■ **EXERCISE DIRECTIONS**: Can you turn everything from the line containing "Question. In the picture above, identify the horse's front" down to the line containing "[(804, 168), (877, 162)]" into a two-column CSV with the headers instruction and points, one line for each row and nothing else? Put each row's text and its answer in their own quoted fields, replacing any line breaks with spaces.

───── RAW DATA ─────

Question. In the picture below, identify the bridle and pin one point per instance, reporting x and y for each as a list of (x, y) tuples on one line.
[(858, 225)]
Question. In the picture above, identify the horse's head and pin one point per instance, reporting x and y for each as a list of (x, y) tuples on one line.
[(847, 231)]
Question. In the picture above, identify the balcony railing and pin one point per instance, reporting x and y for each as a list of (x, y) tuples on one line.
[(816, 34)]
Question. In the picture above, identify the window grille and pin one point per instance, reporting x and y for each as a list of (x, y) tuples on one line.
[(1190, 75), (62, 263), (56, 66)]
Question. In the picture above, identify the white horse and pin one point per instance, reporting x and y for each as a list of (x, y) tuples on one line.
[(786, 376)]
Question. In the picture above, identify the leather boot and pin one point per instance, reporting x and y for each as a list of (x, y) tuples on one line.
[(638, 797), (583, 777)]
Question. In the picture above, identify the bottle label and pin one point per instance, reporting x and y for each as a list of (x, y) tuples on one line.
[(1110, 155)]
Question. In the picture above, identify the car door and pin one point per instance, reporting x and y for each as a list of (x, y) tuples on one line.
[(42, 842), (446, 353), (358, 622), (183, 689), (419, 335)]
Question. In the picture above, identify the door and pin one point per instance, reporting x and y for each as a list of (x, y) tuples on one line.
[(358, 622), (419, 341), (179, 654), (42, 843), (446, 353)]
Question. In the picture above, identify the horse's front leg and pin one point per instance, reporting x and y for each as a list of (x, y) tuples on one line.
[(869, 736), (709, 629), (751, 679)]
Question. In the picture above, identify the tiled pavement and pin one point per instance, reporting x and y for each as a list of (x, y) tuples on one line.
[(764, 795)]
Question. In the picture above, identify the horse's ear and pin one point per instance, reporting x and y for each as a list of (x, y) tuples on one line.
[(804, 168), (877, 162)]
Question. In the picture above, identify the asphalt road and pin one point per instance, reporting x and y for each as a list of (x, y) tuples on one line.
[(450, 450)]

─────

■ **COMPLETED EXERCISE**:
instruction,points
"Question. In the picture above, identify the horse's front leg and pin one point per instance, reporting x and y for each as a list of (x, y) tuples on one line.","[(869, 736), (709, 629), (751, 679)]"
"Question. In the picture above, identify the tiled pavement and pin one point per instance, reporting x and y for each as a list of (x, y) tuples on one line.","[(764, 795)]"
"Question. In the picture above, identify the horse's ear and pin one point per instance, reporting x and y for each as a list of (x, y) tuples on one line.","[(804, 168), (877, 162)]"